Given request: In the collision problem, what velocity do the two masses have after they stick together?

A 16 -g mass is moving in the \(+x\) -direction at \(30 \mathrm{~cm} / \mathrm{s}\), while a 4.0-g mass is moving in the \(-x\) -direction at \(50 \mathrm{~cm} / \mathrm{s}\). They collide head on and stick together. Find their velocity after the collision. Assume negligible friction. This is a completely inelastic collision for which \(\mathrm{KE}\) is not conserved, although momentum is. Let the \(16-\mathrm{g}\) mass be \(m_{1}\) and the \(4.0\) -g mass be \(m_{2}\). Take the \(+x\) -direction to be positive. That means that the velocity of the 4.0-g mass has a scalar value of \(v_{2 x}=-50 \mathrm{~cm} / \mathrm{s}\). We apply the law of conservation of momentum to the system consisting of the two masses: Momentum before impact = Momentum after impact $$ \begin{aligned} m_{1} v_{1 x}+m_{2} v_{2 x} &=\left(m_{1}+m_{2}\right) v_{x} \\ (0.016 \mathrm{~kg})(0.30 \mathrm{~m} / \mathrm{s})+(0.0040 \mathrm{~kg})(-0.50 \mathrm{~m} / \mathrm{s}) &=(0.020 \mathrm{~kg}) v_{x} \\ v_{x} &=+0.14 \mathrm{~m} / \mathrm{s} \end{aligned} $$ (Notice that the 4.0-g mass has negative momentum.) Hence, \(\overrightarrow{\mathbf{v}}=0.14 \mathrm{~m} / \mathrm{s}\) - POSITIVE \(X\) -DIRECTION

Short Answer

Expert verified
The final velocity is 0.14 m/s in the positive x-direction.

Step by step solution

01

Define the Problem

We have two masses: one with mass 16 g moving at 30 cm/s in the +x direction and another with mass 4 g moving at 50 cm/s in the -x direction. They will collide and stick together, making this collision inelastic.

Material provided:

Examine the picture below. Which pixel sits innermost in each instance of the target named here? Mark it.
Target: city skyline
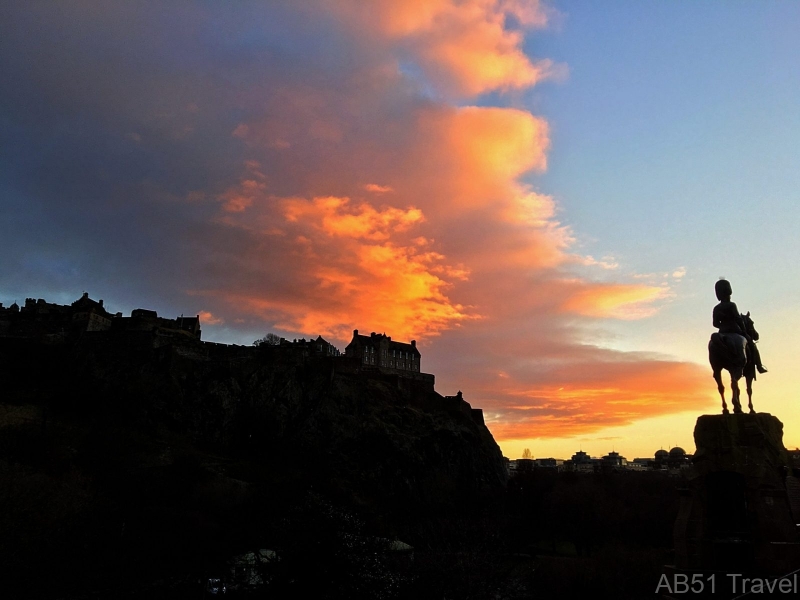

Solution to this problem: 0.14 m/s in the positive x-direction.